[WORK INSTRUCTIONS]
A) Reproduce word for word the passage of the Chen Keqiang profile that opens with the words containing "Team information" and closes with "(loan) / 0 / (0)".
B) According to the Chen Keqiang profile, which team was the opponent when he scored his first goal for his club?

──────── TEXT EXTRACT

Chen Keqiang

Personal information
- Date of birth: 18 September 1999 (age 26)
- Place of birth: Zhengzhou, Henan, China
- Height: 1.83 m (6 ft 0 in)
- Positions: Attacking midfielder; left winger;

Team information
- Current team: Yanbian Longding (on loan from Henan FC)
- Number: 11

Youth career
- Atlético Madrid
- 0000–2020: Henan Jianye

Senior career*
- Years: Team / Apps / (Gls)
- 2020–: Henan FC / 38 / (4)
- 2026–: → Yanbian Longding (loan) / 0 / (0)

= Chen Keqiang =

Chinese footballer

Chen Keqiang (陈克强 (陳克強, Chén Kèqiáng); born 18 September 1999) is a Chinese footballer currently playing as an attacking midfielder or left winger for Yanbian Longding, on loan from Henan FC.

==Club career==
Chen Keqiang was promoted to the senior team of Henan Jianye (now known as Henan) within the 2020 Chinese Super League season and would make his debut in league game on 27 September 2020 against Shanghai Shenhua in a 2-0 defeat where he came on as a substitute for Fernando Karanga. He would go on to establish himself as a regular squad player within the team and go on to score his first goal for the club on 29 October 2022 in a league game against Shenzhen FC that ended in a 2-0 victory.

────────────────
──────── DATASET CONTENT

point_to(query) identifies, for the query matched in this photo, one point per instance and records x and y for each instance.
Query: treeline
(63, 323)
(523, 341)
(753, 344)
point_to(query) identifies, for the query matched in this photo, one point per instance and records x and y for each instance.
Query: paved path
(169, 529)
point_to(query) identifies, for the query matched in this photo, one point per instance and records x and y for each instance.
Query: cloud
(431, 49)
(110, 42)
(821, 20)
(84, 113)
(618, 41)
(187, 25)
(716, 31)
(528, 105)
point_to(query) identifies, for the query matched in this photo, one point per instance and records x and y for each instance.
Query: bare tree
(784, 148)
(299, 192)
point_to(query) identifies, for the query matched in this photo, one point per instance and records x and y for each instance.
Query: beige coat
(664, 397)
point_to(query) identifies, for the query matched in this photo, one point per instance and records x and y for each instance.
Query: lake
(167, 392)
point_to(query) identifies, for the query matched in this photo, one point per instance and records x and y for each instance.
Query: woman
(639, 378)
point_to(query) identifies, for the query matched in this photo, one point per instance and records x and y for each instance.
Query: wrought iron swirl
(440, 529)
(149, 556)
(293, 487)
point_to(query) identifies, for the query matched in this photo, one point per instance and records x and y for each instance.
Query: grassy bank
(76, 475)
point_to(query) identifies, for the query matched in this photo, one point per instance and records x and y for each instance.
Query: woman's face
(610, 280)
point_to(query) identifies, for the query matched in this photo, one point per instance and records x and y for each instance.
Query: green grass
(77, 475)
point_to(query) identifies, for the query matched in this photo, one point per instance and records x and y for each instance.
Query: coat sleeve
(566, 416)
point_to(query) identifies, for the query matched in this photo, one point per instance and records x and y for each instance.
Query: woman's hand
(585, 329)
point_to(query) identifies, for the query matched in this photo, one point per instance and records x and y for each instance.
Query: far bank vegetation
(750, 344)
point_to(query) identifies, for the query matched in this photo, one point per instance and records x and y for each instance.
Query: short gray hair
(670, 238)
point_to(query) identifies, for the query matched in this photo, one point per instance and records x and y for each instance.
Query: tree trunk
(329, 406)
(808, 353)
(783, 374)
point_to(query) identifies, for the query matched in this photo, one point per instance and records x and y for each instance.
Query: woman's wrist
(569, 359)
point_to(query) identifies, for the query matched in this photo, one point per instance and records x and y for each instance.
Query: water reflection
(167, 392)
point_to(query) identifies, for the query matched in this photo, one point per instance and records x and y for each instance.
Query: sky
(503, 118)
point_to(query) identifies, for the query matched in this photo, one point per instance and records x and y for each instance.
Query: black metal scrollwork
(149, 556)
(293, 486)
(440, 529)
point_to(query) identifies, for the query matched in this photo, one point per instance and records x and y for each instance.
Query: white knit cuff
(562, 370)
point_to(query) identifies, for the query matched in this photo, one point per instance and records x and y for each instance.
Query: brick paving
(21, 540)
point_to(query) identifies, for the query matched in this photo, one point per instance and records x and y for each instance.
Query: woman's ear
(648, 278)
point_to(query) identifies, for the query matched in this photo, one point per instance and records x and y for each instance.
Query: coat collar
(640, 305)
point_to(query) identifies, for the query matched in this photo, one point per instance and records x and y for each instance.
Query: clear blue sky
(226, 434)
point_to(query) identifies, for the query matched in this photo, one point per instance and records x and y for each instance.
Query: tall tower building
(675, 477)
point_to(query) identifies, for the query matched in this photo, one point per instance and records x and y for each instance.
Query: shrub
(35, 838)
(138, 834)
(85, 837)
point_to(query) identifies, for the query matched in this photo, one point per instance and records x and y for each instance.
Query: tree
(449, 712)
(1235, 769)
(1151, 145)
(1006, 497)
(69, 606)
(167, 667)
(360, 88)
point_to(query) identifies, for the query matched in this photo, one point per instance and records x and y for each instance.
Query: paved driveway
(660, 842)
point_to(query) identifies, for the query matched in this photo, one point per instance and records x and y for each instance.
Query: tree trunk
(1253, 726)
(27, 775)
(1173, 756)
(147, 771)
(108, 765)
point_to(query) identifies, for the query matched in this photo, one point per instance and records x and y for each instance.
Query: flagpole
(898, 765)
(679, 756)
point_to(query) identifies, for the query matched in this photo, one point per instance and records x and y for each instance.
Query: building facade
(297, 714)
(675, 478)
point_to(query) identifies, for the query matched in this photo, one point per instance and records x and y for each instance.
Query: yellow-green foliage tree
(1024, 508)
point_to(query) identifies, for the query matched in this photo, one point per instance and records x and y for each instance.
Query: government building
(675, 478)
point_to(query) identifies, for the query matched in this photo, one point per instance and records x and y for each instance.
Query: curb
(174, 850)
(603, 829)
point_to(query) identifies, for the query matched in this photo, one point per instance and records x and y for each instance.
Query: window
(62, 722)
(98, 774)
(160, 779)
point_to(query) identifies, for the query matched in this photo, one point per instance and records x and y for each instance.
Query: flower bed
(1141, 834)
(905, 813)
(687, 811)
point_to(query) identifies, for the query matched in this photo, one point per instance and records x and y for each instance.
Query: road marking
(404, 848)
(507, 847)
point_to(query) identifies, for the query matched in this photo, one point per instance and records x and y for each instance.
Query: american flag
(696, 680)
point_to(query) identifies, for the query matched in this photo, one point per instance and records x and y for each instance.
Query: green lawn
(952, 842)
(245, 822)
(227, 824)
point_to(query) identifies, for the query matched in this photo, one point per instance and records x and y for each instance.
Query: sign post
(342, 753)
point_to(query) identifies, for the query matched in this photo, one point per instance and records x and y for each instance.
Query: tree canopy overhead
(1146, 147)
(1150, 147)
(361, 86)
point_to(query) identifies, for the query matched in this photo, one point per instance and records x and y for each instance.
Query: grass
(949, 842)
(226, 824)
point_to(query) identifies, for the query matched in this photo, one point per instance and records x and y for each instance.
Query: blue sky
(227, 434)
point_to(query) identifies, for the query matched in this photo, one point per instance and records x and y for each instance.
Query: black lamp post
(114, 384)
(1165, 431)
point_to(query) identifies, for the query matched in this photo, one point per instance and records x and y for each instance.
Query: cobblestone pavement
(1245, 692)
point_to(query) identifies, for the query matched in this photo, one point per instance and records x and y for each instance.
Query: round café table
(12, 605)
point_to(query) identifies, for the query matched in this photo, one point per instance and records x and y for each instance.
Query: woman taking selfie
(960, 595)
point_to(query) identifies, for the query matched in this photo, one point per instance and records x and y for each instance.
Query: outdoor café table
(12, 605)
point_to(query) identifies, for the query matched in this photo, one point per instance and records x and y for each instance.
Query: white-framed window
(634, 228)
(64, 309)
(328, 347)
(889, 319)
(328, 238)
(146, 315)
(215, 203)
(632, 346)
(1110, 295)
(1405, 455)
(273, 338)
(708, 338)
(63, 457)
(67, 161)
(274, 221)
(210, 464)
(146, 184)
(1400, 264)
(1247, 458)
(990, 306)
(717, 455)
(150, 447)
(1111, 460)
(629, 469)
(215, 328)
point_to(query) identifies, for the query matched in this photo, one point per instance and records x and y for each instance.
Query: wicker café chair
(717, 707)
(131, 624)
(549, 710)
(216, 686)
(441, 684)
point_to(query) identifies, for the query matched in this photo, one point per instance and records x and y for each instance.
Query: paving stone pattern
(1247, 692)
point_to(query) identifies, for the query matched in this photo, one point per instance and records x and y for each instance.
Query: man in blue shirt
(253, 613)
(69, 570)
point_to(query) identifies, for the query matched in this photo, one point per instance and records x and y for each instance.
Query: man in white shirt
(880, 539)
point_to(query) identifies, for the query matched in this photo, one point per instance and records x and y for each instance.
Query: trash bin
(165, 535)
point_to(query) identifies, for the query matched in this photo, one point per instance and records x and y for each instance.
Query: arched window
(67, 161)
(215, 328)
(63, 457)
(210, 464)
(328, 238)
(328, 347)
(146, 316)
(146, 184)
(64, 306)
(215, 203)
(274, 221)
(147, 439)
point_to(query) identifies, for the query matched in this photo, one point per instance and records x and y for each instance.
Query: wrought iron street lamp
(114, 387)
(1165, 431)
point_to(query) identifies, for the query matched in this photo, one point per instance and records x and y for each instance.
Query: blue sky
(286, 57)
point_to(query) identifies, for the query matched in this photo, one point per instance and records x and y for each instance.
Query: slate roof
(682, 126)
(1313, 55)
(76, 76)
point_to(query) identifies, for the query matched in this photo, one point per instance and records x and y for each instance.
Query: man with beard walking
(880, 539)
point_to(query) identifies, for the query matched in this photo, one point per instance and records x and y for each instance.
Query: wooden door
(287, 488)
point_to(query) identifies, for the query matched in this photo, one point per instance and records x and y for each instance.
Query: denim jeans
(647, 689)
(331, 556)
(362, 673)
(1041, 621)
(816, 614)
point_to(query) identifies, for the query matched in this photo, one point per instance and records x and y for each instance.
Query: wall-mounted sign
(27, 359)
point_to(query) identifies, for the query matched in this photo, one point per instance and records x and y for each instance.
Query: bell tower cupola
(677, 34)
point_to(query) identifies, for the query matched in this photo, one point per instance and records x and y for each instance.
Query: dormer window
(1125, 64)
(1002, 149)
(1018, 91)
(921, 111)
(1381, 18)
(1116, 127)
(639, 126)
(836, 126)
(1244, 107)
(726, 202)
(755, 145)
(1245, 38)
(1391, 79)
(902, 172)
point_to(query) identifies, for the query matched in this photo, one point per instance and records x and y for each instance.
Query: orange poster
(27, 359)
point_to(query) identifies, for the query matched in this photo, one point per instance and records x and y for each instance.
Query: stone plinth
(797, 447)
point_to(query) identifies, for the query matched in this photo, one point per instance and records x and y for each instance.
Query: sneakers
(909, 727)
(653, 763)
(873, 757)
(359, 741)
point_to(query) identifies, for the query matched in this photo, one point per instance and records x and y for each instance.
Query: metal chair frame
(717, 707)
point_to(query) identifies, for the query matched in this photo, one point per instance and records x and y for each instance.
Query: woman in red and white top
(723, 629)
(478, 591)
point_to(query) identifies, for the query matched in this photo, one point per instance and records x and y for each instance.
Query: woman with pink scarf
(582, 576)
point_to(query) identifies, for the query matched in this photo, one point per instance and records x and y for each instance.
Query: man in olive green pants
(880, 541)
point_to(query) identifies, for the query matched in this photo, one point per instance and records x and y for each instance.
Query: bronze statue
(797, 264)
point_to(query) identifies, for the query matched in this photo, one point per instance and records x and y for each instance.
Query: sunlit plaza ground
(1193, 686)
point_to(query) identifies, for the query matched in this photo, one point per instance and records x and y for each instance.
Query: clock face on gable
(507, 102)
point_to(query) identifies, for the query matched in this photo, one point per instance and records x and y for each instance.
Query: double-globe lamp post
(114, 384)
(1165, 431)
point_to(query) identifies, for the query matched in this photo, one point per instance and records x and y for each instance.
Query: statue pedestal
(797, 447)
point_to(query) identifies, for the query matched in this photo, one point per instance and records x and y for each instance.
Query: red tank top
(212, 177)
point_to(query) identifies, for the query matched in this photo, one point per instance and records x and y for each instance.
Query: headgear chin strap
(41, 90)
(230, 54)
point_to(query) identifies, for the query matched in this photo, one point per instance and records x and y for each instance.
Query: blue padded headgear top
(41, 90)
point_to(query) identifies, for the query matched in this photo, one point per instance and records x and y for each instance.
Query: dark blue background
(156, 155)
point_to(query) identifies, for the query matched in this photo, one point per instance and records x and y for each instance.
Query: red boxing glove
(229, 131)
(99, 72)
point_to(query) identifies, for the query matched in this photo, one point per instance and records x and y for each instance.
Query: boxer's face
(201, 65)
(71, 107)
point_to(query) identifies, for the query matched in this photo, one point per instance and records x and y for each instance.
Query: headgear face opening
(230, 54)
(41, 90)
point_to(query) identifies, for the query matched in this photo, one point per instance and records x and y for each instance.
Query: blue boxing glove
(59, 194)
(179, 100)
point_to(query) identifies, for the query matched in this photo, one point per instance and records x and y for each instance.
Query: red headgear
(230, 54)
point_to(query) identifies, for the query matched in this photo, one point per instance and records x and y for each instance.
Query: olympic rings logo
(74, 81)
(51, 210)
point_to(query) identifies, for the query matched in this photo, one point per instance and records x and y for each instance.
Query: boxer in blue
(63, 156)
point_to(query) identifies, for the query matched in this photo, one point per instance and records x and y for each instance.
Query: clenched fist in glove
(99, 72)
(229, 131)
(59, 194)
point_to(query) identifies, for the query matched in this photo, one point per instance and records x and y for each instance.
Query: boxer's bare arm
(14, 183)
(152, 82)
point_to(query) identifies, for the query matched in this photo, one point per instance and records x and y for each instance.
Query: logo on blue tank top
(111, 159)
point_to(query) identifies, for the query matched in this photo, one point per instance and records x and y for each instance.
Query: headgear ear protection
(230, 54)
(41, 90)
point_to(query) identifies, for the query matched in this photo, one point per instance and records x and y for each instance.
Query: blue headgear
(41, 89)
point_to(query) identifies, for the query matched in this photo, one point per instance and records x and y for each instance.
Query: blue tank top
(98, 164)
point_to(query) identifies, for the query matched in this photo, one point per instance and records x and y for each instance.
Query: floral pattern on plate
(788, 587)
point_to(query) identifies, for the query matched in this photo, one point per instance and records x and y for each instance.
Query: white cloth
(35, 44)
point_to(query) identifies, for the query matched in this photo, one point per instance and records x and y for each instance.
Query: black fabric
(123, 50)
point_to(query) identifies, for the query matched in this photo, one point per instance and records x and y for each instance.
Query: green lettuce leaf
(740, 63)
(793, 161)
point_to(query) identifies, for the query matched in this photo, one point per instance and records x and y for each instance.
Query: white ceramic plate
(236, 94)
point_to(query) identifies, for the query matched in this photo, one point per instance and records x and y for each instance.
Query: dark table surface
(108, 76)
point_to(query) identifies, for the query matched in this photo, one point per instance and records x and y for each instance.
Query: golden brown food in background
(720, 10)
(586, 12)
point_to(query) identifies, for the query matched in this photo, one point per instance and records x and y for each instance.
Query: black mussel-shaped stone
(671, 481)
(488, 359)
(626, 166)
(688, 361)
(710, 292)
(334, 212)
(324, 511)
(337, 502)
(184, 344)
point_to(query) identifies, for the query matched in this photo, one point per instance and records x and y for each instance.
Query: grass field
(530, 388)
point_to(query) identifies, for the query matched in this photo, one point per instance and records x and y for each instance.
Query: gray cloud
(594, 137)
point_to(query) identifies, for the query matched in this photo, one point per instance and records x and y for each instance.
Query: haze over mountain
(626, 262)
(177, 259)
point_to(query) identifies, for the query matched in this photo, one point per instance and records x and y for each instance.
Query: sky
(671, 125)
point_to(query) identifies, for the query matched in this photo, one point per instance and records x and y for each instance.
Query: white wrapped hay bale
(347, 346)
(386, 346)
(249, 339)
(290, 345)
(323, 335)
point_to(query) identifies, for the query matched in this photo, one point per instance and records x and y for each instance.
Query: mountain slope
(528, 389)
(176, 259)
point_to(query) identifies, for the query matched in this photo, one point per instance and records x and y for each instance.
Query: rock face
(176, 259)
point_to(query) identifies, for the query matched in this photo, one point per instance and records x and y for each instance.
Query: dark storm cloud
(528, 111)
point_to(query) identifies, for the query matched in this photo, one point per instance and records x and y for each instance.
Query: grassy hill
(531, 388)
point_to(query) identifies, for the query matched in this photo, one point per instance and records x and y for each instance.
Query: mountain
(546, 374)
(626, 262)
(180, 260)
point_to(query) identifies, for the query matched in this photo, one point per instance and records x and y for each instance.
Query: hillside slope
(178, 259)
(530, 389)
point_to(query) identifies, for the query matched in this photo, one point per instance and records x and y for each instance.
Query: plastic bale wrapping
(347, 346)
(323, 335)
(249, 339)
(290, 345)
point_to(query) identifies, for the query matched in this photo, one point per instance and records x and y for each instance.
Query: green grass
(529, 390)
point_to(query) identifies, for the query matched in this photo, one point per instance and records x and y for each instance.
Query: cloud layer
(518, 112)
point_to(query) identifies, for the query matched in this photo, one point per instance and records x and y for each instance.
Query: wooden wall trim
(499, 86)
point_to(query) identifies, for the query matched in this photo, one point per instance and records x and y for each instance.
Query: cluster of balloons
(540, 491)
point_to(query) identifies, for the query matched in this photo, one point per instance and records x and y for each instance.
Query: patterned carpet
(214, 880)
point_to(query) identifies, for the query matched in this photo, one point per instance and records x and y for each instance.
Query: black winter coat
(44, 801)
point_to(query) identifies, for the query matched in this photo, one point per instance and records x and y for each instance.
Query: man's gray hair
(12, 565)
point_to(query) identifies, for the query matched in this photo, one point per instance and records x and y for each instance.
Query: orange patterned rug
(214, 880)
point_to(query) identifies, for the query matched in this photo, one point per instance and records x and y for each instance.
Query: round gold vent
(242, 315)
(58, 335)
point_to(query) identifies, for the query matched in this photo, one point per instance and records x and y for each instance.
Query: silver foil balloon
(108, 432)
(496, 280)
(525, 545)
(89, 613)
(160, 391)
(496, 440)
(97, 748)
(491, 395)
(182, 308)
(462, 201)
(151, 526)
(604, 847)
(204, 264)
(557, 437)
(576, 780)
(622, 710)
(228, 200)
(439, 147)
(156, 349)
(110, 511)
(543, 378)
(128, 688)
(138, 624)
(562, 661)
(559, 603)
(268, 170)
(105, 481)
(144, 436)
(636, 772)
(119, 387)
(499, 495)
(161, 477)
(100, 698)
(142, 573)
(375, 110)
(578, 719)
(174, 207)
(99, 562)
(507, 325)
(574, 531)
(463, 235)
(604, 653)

────────────────

[ANSWERS BELOW]
A)
Team information
- Current team: Yanbian Longding (on loan from Henan FC)
- Number: 11

Youth career
- Atlético Madrid
- 0000–2020: Henan Jianye

Senior career*
- Years: Team / Apps / (Gls)
- 2020–: Henan FC / 38 / (4)
- 2026–: → Yanbian Longding (loan) / 0 / (0)

B) Shenzhen FC.